►
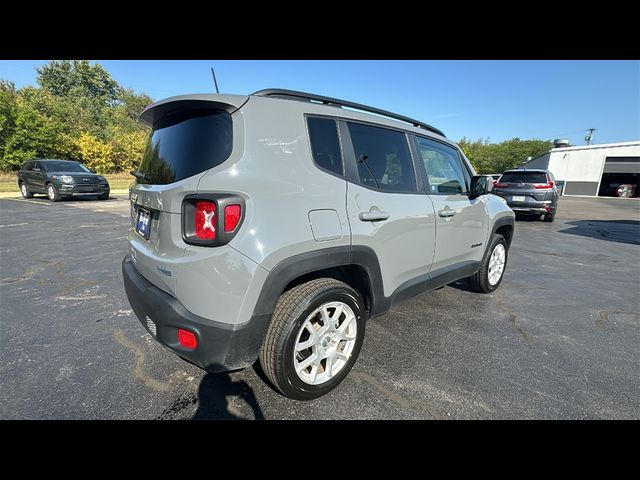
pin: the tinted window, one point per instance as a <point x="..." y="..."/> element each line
<point x="72" y="167"/>
<point x="442" y="163"/>
<point x="186" y="143"/>
<point x="325" y="146"/>
<point x="523" y="177"/>
<point x="383" y="157"/>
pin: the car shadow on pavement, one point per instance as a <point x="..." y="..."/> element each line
<point x="213" y="394"/>
<point x="621" y="231"/>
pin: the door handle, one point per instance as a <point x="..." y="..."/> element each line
<point x="446" y="213"/>
<point x="373" y="216"/>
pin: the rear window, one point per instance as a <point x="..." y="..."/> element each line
<point x="186" y="143"/>
<point x="524" y="177"/>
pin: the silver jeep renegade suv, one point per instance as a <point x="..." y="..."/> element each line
<point x="272" y="226"/>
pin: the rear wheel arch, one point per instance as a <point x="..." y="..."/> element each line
<point x="357" y="266"/>
<point x="503" y="226"/>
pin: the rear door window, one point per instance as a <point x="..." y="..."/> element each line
<point x="186" y="143"/>
<point x="325" y="145"/>
<point x="524" y="177"/>
<point x="444" y="169"/>
<point x="384" y="160"/>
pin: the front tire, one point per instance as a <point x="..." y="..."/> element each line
<point x="52" y="193"/>
<point x="314" y="339"/>
<point x="488" y="278"/>
<point x="25" y="191"/>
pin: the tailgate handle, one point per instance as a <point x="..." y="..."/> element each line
<point x="447" y="212"/>
<point x="373" y="216"/>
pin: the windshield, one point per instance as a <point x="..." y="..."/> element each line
<point x="184" y="144"/>
<point x="71" y="167"/>
<point x="524" y="177"/>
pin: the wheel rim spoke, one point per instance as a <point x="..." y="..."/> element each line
<point x="306" y="362"/>
<point x="496" y="264"/>
<point x="329" y="342"/>
<point x="328" y="366"/>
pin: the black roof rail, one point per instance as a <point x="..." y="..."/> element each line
<point x="293" y="94"/>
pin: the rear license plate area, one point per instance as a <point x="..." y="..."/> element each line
<point x="143" y="223"/>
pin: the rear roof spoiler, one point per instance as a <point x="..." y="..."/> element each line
<point x="157" y="110"/>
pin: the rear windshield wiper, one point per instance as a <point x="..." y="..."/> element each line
<point x="140" y="175"/>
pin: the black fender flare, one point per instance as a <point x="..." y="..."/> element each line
<point x="293" y="267"/>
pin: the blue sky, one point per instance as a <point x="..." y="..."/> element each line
<point x="476" y="99"/>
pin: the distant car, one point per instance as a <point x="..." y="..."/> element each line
<point x="60" y="179"/>
<point x="529" y="192"/>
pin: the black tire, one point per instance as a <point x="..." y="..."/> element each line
<point x="480" y="280"/>
<point x="24" y="190"/>
<point x="52" y="193"/>
<point x="292" y="310"/>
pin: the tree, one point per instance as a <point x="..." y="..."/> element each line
<point x="8" y="111"/>
<point x="96" y="154"/>
<point x="33" y="136"/>
<point x="79" y="78"/>
<point x="489" y="157"/>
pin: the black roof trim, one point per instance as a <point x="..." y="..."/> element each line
<point x="293" y="94"/>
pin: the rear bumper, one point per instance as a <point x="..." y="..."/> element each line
<point x="520" y="209"/>
<point x="221" y="347"/>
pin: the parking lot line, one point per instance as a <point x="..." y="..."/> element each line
<point x="25" y="200"/>
<point x="13" y="225"/>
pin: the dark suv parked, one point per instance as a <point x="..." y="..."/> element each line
<point x="60" y="179"/>
<point x="529" y="192"/>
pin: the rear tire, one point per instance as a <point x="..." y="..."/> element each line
<point x="53" y="195"/>
<point x="320" y="322"/>
<point x="488" y="278"/>
<point x="25" y="191"/>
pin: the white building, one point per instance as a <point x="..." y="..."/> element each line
<point x="592" y="169"/>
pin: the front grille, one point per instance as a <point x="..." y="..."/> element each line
<point x="87" y="181"/>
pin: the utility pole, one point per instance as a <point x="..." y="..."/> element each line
<point x="214" y="80"/>
<point x="589" y="137"/>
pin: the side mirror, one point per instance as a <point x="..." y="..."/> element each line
<point x="481" y="185"/>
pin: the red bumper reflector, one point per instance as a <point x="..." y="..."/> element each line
<point x="187" y="339"/>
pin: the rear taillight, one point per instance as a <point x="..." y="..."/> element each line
<point x="232" y="215"/>
<point x="211" y="220"/>
<point x="205" y="220"/>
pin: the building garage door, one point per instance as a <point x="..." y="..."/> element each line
<point x="622" y="165"/>
<point x="620" y="171"/>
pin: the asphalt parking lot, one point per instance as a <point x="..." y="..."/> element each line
<point x="558" y="340"/>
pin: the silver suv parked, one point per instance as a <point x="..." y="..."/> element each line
<point x="272" y="226"/>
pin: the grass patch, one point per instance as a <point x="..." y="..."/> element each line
<point x="117" y="181"/>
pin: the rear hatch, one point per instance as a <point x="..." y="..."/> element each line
<point x="522" y="188"/>
<point x="189" y="136"/>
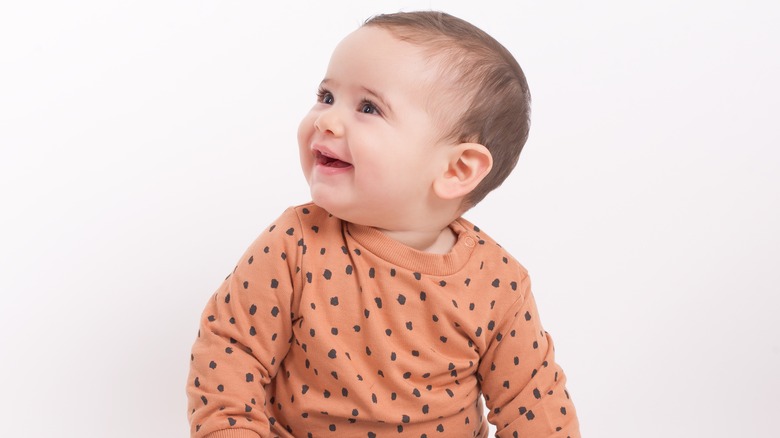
◄
■ WHAT IS EXPECTED
Rewrite every line of the records above as a JSON list of strings, one string per line, with blank lines omitted. Leave the pictures out of the list.

■ RESPONSE
[
  "pin: the tinted window, one point per instance as a <point x=\"...\" y=\"...\"/> element each line",
  "<point x=\"72\" y=\"167\"/>",
  "<point x=\"442\" y=\"163\"/>",
  "<point x=\"186\" y=\"143\"/>",
  "<point x=\"325\" y=\"146\"/>",
  "<point x=\"523\" y=\"177\"/>",
  "<point x=\"383\" y=\"157\"/>",
  "pin: the car shadow on pavement, one point per instance as a <point x=\"...\" y=\"...\"/> element each line",
  "<point x=\"213\" y=\"394\"/>",
  "<point x=\"621\" y=\"231\"/>",
  "pin: the door handle, one point per instance as a <point x=\"...\" y=\"...\"/> element each line",
  "<point x=\"446\" y=\"213\"/>",
  "<point x=\"373\" y=\"216\"/>",
  "pin: the rear window, one point per instance as a <point x=\"...\" y=\"...\"/> element each line",
  "<point x=\"186\" y=\"143\"/>",
  "<point x=\"524\" y=\"177\"/>",
  "pin: the silver jeep renegade suv, one point per instance as a <point x=\"...\" y=\"...\"/> element each line",
  "<point x=\"272\" y=\"226\"/>",
  "pin: the rear wheel arch, one point per instance as a <point x=\"...\" y=\"...\"/> element each line",
  "<point x=\"357\" y=\"266\"/>",
  "<point x=\"503\" y=\"226\"/>",
  "pin: the rear door window, one point per instance as a <point x=\"...\" y=\"...\"/> element each line",
  "<point x=\"186\" y=\"143\"/>",
  "<point x=\"325\" y=\"145\"/>",
  "<point x=\"524\" y=\"177\"/>",
  "<point x=\"444\" y=\"169\"/>",
  "<point x=\"384\" y=\"160\"/>",
  "pin: the front tire, one point per instance as a <point x=\"...\" y=\"...\"/> element each line",
  "<point x=\"52\" y=\"193\"/>",
  "<point x=\"314\" y=\"339\"/>",
  "<point x=\"488\" y=\"278\"/>",
  "<point x=\"25\" y=\"191\"/>",
  "pin: the tailgate handle, one point per instance as a <point x=\"...\" y=\"...\"/> element each line",
  "<point x=\"447\" y=\"212\"/>",
  "<point x=\"373\" y=\"216\"/>",
  "pin: the windshield, one point per instance as a <point x=\"...\" y=\"...\"/> element each line",
  "<point x=\"184\" y=\"144\"/>",
  "<point x=\"71\" y=\"167\"/>",
  "<point x=\"524\" y=\"177\"/>",
  "pin: the wheel rim spoke, one point per instance as a <point x=\"...\" y=\"...\"/> element each line",
  "<point x=\"306\" y=\"362\"/>",
  "<point x=\"496\" y=\"264\"/>",
  "<point x=\"329\" y=\"342\"/>",
  "<point x=\"328\" y=\"366\"/>",
  "pin: the black roof rail, one point per instance as a <point x=\"...\" y=\"...\"/> element each line",
  "<point x=\"293\" y=\"94\"/>",
  "pin: the rear license plate area, one point per instance as a <point x=\"...\" y=\"...\"/> element each line",
  "<point x=\"143\" y=\"223\"/>",
  "pin: the rear roof spoiler, one point per instance as a <point x=\"...\" y=\"...\"/> element each line",
  "<point x=\"157\" y=\"110\"/>",
  "pin: the rear windshield wiper, one point per instance as a <point x=\"...\" y=\"...\"/> element each line",
  "<point x=\"140\" y=\"175\"/>",
  "pin: the black fender flare, one point per instance as a <point x=\"...\" y=\"...\"/> element each line",
  "<point x=\"293\" y=\"267\"/>",
  "pin: the blue sky, one point per instance as a <point x=\"...\" y=\"...\"/> element each line",
  "<point x=\"476\" y=\"99\"/>",
  "pin: the distant car, one point per instance as a <point x=\"...\" y=\"...\"/> element each line",
  "<point x=\"60\" y=\"179\"/>",
  "<point x=\"529\" y=\"192\"/>",
  "pin: the black tire, one point per instance as a <point x=\"...\" y=\"...\"/> element each line",
  "<point x=\"480\" y=\"280\"/>",
  "<point x=\"24\" y=\"190\"/>",
  "<point x=\"52\" y=\"193\"/>",
  "<point x=\"292\" y=\"310\"/>",
  "pin: the tree, one point per instance as a <point x=\"...\" y=\"...\"/> element each line",
  "<point x=\"8\" y=\"111\"/>",
  "<point x=\"96\" y=\"154\"/>",
  "<point x=\"33\" y=\"136\"/>",
  "<point x=\"79\" y=\"78\"/>",
  "<point x=\"489\" y=\"157\"/>",
  "pin: the black roof trim, one point per instance as a <point x=\"...\" y=\"...\"/> element each line",
  "<point x=\"293\" y=\"94\"/>",
  "pin: the rear bumper, one point per instance as a <point x=\"...\" y=\"...\"/> element each line",
  "<point x=\"520\" y=\"209\"/>",
  "<point x=\"221\" y=\"347\"/>",
  "pin: the parking lot line, one point per instance as a <point x=\"...\" y=\"...\"/> element each line",
  "<point x=\"25\" y=\"200\"/>",
  "<point x=\"13\" y=\"225\"/>",
  "pin: the dark suv parked, one point per instance as a <point x=\"...\" y=\"...\"/> element each line",
  "<point x=\"60\" y=\"179\"/>",
  "<point x=\"529\" y=\"192\"/>",
  "pin: the rear tire, one point per instance as a <point x=\"...\" y=\"...\"/> element each line",
  "<point x=\"53\" y=\"195\"/>",
  "<point x=\"320\" y=\"322\"/>",
  "<point x=\"488\" y=\"278\"/>",
  "<point x=\"25\" y=\"191\"/>",
  "pin: the white building, one point per instance as a <point x=\"...\" y=\"...\"/> element each line",
  "<point x=\"592\" y=\"169\"/>",
  "pin: the front grille, one point per instance as a <point x=\"...\" y=\"...\"/> element each line",
  "<point x=\"87\" y=\"181\"/>",
  "pin: the utility pole, one point per instance as a <point x=\"...\" y=\"...\"/> element each line",
  "<point x=\"214\" y=\"80\"/>",
  "<point x=\"589\" y=\"137\"/>",
  "pin: the side mirror, one point per instance as a <point x=\"...\" y=\"...\"/> element each line",
  "<point x=\"481\" y=\"185\"/>",
  "pin: the red bumper reflector, one point per instance as a <point x=\"...\" y=\"...\"/> element each line",
  "<point x=\"187\" y=\"339\"/>",
  "pin: the rear taillight, one point per instance as a <point x=\"...\" y=\"...\"/> element each line",
  "<point x=\"232\" y=\"215\"/>",
  "<point x=\"211\" y=\"220\"/>",
  "<point x=\"205\" y=\"220\"/>",
  "pin: the building garage door, one point per instance as a <point x=\"...\" y=\"...\"/> element each line",
  "<point x=\"622\" y=\"165\"/>",
  "<point x=\"620\" y=\"171\"/>",
  "pin: the asphalt parking lot, one point per instance as a <point x=\"...\" y=\"...\"/> element each line",
  "<point x=\"558\" y=\"340\"/>",
  "pin: the silver suv parked, one point per instance as a <point x=\"...\" y=\"...\"/> element each line",
  "<point x=\"272\" y=\"226\"/>",
  "pin: the grass patch, one point per instance as a <point x=\"...\" y=\"...\"/> element each line",
  "<point x=\"117\" y=\"181\"/>",
  "pin: the rear hatch, one point per instance as a <point x=\"...\" y=\"...\"/> element each line",
  "<point x=\"522\" y=\"188\"/>",
  "<point x=\"189\" y=\"136\"/>"
]